[Point localization data]
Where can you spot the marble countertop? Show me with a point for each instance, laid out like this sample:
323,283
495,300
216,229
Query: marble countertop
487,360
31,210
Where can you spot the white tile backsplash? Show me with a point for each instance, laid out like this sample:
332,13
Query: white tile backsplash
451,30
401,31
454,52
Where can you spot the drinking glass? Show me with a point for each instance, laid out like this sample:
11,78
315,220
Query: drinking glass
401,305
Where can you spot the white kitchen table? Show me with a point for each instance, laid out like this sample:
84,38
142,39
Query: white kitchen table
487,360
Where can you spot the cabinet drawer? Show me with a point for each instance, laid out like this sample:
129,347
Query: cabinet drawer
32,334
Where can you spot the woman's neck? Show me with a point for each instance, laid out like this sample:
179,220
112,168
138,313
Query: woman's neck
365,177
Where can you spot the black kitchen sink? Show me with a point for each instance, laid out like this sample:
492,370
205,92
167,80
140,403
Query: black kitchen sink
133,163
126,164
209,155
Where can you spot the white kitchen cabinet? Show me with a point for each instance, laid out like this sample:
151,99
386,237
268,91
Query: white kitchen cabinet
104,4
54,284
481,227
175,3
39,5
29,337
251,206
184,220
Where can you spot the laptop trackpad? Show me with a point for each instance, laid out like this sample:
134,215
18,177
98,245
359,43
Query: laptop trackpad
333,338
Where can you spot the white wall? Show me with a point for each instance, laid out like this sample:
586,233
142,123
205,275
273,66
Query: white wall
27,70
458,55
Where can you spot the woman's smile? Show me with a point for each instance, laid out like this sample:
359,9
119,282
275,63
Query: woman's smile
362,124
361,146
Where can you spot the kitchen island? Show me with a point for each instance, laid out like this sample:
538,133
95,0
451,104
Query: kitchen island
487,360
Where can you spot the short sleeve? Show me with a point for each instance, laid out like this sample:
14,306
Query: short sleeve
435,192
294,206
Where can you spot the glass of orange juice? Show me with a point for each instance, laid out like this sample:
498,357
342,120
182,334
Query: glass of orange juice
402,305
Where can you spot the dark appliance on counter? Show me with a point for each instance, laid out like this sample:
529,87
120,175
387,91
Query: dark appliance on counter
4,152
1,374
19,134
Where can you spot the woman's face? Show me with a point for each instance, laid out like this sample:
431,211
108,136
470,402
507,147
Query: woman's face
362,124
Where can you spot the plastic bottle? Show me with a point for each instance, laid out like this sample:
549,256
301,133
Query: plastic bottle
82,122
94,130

--- About this task ---
All of the data must be written out again, exactly as it stands.

--- Written solution ---
Where can you spot the marble countertop? Show me with a point for each instance, laid out like this sample:
323,283
495,300
216,229
Query: marble countertop
487,360
31,210
Where can you spot the white tile backsplash? Show me with a point for each instance, laid out like this sample:
332,13
Query: white tile backsplash
451,30
401,31
454,52
Where can you spot the drinking glass? Show me with a point for each instance, laid out like this sample:
11,78
315,220
Query: drinking glass
401,305
Where can you spot the white kitchen table? Show me with a point for each instance, laid out like this sample:
84,38
142,39
Query: white kitchen table
487,360
Where can you spot the cabinet drawer? Show me with a point for each instance, laid out like this sample:
129,347
Query: cabinet drawer
32,334
Where can you spot the woman's neck? Show me with a point for each instance, laid out like this sample:
179,220
112,168
138,313
Query: woman's neck
365,177
Where can you spot the black kitchen sink? Show me with a point for each instance, laid out like this sample:
492,370
205,92
167,80
140,403
Query: black kitchen sink
133,163
126,164
209,155
Where can you spot the white kitchen cabinet? Show me with a point for each instance, laid out like this sample:
151,99
386,237
268,91
Query: white kitchen cabinet
104,4
54,284
481,227
175,3
39,5
29,337
251,206
184,220
Where can you spot the laptop trackpad? Show me with a point for each instance, laid out like this sample:
134,215
18,177
98,245
359,43
Query: laptop trackpad
333,338
Where can you spot the white wall? Show me with a point for each instance, laid out like this sample:
586,233
142,123
205,275
273,66
Query: white wall
27,70
458,55
Where can you spot the woman's smile? Show me with a point for each instance, laid out like this sample:
359,9
119,282
275,63
Query: woman's smile
362,124
361,146
Where can you spot the kitchen island? Show me with a point for each instance, laid out like this sample:
538,133
95,0
451,104
Query: kitchen island
487,360
Where can you spot the short sleeve? Show me with a point for each instance, laid out like this sample:
14,306
Query: short sleeve
435,192
294,206
Where can you spot the glass of orange juice? Show me with a point for each instance, laid out like this sample:
498,357
342,120
182,334
Query: glass of orange juice
402,305
Where can you spot the dark appliance on counter? Show me with a point for each instance, laid out like this sample:
529,87
120,175
387,91
Query: dark appliance on counter
4,152
1,374
19,134
Where can you spot the woman's face? Show me with a point for each instance, laid out like this sample:
431,211
108,136
470,402
507,147
Query: woman's face
362,124
Where can you spot the plastic bottle? Show me with a point for each instance, laid out like this sample:
549,256
301,133
Query: plastic bottle
82,122
94,130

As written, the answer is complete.